Carlos Saura: la sombra de una guerra
«Su rechazo de la guerra por la siembra de muertes y horrores le llevan a eludir cualquier valoración heroica de ninguno de los participantes en la contienda»
En la última fila de la sala, una mujer de edad media, delgada y alta, pidió la palabra para mostrar su disconformidad con mi afirmación de que creadores como Antonio Buero Vallejo y Carlos Saura tenían dificultades para ajustar su estilo narrativo a la nueva circunstancia política. Habían elaborado, decía yo, unos códigos para afrontar el franquismo y superar el obstáculo de su censura. Ahora, en el nuevo marco de la democracia, la conversión no era fácil. Mi contradictora se identificó como Ángeles Saura, la hermana menor del cineasta, y me recordó el valor de sus nuevas obras, centradas en la música y el baile, que no suponían en modo alguno un recurso ocasional ni una escapatoria ante la pérdida del incentivo que hubiese podido suponer el pulso permanente a la dictadura.
Fue el principio de una inolvidable amistad, en el curso de la cual tuve ocasión de conocer fugazmente a su hermano Carlos y a su sobrina Anna, entre quienes estuvieron a su lado en el acto de recibir una destacada distinción como presidenta de la Fundación Antonio Saura en Cuenca. Carlos la había acompañado en el intento de mantener la fundación dedicada al gran pintor, afectada desde su nacimiento por deserciones de otros más próximos y unos vacíos consiguientes en la obra que Carlos y Ángeles trataron de cubrir.
En la misma Fundación, Carlos Saura presentó algún tiempo atrás una exposición de dibujos, de tono humorístico y a veces ácido, incluidas las viñetas de tema familiar. A su entender, el dibujo era «otra forma de incorporarse al mundo de la imagen» y lo había practicado intensamente a título privado, elaborando ilustraciones sobre el rodaje de sus películas, que alguna vez fueron exhibidas para acompañar a una conferencia suya en los cursos de verano de la UCM. Es éste uno de los rasgos distintivos del director desaparecido: su idea de la creación cinematográfica como un arte total, en que la música, el color, las referencias culturales y biográficas se articulan como fragmentos.
«Nunca aceptó la simplificación y tampoco el blanco contrapuesto al negro»

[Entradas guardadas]
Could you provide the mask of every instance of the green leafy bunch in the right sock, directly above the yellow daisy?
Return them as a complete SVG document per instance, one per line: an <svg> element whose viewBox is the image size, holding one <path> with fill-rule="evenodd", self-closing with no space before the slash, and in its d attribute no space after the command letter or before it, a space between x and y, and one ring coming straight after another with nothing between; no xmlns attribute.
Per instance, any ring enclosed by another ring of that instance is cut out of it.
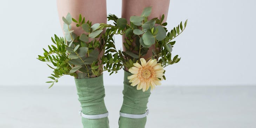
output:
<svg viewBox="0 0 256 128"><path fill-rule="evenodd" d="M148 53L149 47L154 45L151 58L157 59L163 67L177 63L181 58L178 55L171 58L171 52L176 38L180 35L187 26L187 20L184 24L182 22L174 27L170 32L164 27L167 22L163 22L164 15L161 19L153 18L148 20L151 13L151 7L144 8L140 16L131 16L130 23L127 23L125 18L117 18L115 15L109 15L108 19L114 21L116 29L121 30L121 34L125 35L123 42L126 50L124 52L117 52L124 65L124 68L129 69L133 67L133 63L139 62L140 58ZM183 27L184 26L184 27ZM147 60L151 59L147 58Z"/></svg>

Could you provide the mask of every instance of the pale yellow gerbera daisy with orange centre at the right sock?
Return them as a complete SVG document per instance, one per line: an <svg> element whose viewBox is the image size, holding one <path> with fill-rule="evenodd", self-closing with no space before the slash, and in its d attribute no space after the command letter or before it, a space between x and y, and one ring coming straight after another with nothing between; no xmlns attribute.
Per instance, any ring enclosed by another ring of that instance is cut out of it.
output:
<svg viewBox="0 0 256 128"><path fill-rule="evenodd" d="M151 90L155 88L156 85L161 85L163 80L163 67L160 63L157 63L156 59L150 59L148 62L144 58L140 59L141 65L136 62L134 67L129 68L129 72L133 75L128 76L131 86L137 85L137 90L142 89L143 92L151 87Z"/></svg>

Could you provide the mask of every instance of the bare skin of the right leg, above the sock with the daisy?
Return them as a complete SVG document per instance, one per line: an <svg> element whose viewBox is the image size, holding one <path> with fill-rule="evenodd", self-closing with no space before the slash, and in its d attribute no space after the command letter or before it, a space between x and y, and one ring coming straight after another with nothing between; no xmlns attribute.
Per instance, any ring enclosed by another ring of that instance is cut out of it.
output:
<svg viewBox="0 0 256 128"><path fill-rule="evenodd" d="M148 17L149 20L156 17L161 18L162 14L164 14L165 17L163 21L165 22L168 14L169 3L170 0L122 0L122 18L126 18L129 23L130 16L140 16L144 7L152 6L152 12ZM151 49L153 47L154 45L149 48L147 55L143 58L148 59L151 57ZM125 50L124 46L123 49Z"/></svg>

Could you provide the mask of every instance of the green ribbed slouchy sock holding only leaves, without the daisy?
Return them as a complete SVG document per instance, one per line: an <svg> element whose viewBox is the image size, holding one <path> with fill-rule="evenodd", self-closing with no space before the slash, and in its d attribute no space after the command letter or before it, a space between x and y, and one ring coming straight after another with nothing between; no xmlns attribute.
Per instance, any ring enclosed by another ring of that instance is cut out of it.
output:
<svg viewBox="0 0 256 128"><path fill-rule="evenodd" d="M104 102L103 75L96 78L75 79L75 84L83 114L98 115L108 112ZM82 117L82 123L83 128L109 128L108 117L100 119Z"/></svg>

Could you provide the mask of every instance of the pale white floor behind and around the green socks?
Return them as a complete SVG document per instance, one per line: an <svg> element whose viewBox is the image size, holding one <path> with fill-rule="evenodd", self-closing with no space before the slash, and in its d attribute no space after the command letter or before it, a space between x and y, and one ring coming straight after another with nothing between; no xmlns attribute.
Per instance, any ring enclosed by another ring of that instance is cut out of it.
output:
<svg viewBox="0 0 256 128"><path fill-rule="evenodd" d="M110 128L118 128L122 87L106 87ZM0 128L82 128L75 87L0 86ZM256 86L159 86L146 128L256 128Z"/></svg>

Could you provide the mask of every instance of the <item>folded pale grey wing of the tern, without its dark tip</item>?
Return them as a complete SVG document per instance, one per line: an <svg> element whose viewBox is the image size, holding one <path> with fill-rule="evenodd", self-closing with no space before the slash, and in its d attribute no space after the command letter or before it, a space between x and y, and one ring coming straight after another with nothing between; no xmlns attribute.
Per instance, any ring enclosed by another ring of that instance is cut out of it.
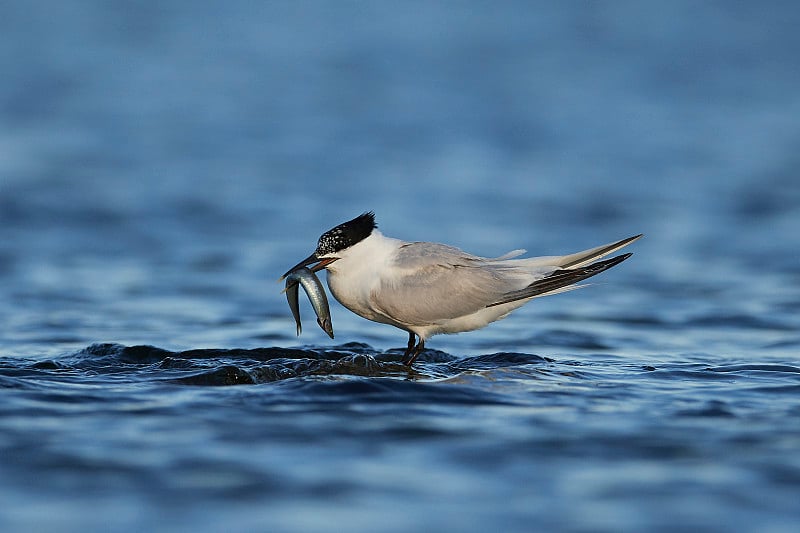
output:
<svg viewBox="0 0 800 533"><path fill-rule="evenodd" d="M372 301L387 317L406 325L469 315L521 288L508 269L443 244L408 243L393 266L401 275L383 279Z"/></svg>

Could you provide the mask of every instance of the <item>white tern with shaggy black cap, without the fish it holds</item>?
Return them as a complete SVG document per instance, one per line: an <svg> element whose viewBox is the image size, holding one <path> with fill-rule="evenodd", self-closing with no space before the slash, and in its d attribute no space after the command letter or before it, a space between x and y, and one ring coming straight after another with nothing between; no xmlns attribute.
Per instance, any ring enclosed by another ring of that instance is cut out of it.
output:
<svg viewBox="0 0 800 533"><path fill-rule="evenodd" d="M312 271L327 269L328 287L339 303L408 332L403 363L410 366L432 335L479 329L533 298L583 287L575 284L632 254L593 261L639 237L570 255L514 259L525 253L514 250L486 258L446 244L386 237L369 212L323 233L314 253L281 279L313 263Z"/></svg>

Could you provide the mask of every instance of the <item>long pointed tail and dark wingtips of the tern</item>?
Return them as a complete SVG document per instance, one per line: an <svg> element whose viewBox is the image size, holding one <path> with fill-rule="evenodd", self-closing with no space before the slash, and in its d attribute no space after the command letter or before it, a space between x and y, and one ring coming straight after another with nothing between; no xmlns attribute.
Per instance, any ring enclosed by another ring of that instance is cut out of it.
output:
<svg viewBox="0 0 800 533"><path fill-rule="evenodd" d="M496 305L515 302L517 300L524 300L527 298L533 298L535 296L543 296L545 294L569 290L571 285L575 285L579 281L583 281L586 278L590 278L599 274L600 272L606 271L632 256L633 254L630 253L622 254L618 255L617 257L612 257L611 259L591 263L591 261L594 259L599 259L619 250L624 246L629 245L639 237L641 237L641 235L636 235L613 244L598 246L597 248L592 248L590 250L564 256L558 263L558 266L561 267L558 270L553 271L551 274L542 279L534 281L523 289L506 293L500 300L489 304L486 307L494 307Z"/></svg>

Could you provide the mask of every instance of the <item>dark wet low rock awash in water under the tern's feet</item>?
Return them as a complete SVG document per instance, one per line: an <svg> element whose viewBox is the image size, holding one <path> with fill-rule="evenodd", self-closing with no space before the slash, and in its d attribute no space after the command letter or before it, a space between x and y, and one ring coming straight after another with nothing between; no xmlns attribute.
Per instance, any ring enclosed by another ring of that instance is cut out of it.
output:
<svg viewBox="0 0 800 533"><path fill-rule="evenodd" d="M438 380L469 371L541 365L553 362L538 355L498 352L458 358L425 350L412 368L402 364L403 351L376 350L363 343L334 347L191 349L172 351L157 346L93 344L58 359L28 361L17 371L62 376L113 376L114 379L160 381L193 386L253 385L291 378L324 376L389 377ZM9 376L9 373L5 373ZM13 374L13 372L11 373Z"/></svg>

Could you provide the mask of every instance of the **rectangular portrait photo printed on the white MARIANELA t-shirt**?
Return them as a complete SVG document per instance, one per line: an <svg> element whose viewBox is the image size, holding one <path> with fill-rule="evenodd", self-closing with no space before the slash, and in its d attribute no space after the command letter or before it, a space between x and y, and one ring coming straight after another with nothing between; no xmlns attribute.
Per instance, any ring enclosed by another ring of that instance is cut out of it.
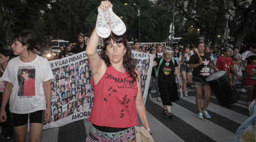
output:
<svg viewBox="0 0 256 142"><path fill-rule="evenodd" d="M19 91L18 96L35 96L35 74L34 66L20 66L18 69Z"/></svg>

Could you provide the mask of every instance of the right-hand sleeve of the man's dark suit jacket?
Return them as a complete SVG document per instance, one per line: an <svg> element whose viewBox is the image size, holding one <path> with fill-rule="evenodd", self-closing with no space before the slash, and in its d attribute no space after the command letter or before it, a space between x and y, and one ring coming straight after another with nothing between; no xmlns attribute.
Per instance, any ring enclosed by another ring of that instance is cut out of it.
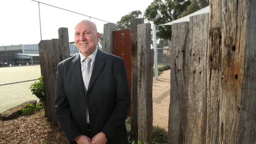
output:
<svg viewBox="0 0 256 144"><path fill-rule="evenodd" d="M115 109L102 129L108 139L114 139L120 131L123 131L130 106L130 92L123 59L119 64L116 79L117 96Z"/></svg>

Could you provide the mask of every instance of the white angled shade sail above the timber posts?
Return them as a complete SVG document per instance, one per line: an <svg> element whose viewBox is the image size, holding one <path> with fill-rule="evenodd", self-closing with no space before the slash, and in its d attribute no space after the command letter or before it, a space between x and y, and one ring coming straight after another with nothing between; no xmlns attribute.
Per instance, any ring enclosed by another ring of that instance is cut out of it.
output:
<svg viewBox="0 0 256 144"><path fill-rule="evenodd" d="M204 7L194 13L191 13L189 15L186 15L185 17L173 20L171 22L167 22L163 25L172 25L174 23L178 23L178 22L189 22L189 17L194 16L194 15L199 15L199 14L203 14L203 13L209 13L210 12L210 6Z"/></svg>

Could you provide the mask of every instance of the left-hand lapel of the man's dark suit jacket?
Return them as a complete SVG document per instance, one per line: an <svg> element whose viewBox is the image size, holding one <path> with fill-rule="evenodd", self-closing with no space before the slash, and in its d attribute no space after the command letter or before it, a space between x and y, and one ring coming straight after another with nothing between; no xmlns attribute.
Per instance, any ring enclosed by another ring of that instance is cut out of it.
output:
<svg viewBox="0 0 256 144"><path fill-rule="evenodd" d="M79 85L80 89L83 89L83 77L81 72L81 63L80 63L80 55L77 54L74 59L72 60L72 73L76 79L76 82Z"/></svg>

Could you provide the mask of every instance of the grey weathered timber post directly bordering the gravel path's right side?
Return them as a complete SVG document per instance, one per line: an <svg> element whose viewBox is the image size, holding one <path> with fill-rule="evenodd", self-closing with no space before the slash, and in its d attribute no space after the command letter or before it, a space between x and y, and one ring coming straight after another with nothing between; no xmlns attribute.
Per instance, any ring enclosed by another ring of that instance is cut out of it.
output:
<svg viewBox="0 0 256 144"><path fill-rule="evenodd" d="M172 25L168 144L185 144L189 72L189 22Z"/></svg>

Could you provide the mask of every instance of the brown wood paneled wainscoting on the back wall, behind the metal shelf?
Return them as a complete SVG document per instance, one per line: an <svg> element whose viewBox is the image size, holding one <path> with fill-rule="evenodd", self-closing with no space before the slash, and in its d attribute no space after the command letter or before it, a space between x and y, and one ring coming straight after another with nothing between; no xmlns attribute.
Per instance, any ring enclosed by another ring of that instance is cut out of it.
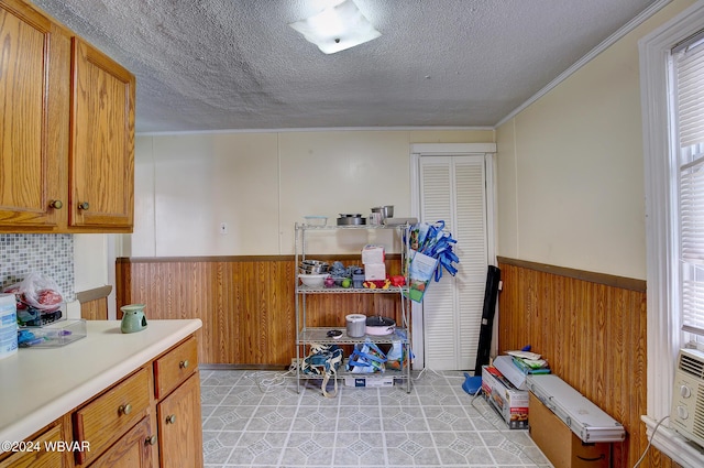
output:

→ Qué harás
Enumera, por favor, a todas las personas que el artículo sobre Carlos Saura nombra, sin contar los nombres que solo forman parte del nombre de una institución.

→ Respuesta del ejercicio
- Antonio Buero Vallejo
- Carlos Saura
- Ángeles Saura
- Anna